### Required work
Start at the line in the entries below that contains "Where can you spot the glass of", stop at the line that contains "Where can you spot the clear", and output exactly the lines in that span, both ends included.

### Material supplied
====

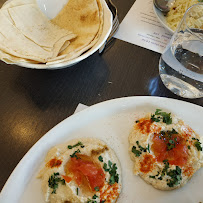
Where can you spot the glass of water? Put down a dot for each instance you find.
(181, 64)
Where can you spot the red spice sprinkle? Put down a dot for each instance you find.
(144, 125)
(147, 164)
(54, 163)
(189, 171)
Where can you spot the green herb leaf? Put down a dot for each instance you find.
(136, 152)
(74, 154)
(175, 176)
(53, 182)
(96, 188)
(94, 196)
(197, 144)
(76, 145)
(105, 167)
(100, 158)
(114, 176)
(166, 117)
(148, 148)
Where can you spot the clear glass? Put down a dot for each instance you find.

====

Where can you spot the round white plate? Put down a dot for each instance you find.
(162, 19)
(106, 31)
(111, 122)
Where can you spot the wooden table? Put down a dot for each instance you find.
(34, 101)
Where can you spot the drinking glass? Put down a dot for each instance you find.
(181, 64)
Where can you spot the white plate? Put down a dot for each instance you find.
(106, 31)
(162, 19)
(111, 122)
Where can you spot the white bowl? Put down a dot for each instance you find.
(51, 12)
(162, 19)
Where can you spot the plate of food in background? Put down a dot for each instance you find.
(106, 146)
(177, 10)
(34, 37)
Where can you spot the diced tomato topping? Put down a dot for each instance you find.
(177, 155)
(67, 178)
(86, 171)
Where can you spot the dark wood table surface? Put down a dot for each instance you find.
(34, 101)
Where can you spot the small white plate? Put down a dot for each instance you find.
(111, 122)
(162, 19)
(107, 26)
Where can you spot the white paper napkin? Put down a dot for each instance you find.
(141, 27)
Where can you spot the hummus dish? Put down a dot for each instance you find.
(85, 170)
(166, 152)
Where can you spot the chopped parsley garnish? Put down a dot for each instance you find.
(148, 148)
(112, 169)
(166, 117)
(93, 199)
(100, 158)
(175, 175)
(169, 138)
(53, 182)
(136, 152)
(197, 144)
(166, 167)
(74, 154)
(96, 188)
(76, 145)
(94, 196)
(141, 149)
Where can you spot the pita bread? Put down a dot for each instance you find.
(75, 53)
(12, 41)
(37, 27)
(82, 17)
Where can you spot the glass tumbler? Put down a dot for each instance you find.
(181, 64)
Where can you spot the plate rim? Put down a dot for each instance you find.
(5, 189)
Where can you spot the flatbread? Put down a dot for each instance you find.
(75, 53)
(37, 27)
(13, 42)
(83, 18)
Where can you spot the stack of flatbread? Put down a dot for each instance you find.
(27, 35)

====

### Solution to this task
Where can you spot the glass of water? Put down a dot for each instance you find.
(181, 64)
Where can you spot the red spice sprinkle? Put down a dot for each instance you find.
(144, 125)
(147, 164)
(54, 163)
(189, 171)
Where can you spot the green herb leaf? Put down a dot for each instance you find.
(136, 152)
(74, 154)
(175, 176)
(53, 182)
(96, 188)
(94, 196)
(197, 144)
(76, 145)
(105, 167)
(100, 158)
(114, 176)
(166, 117)
(148, 148)
Where can you spot the clear glass? Put down a dot for each instance you find.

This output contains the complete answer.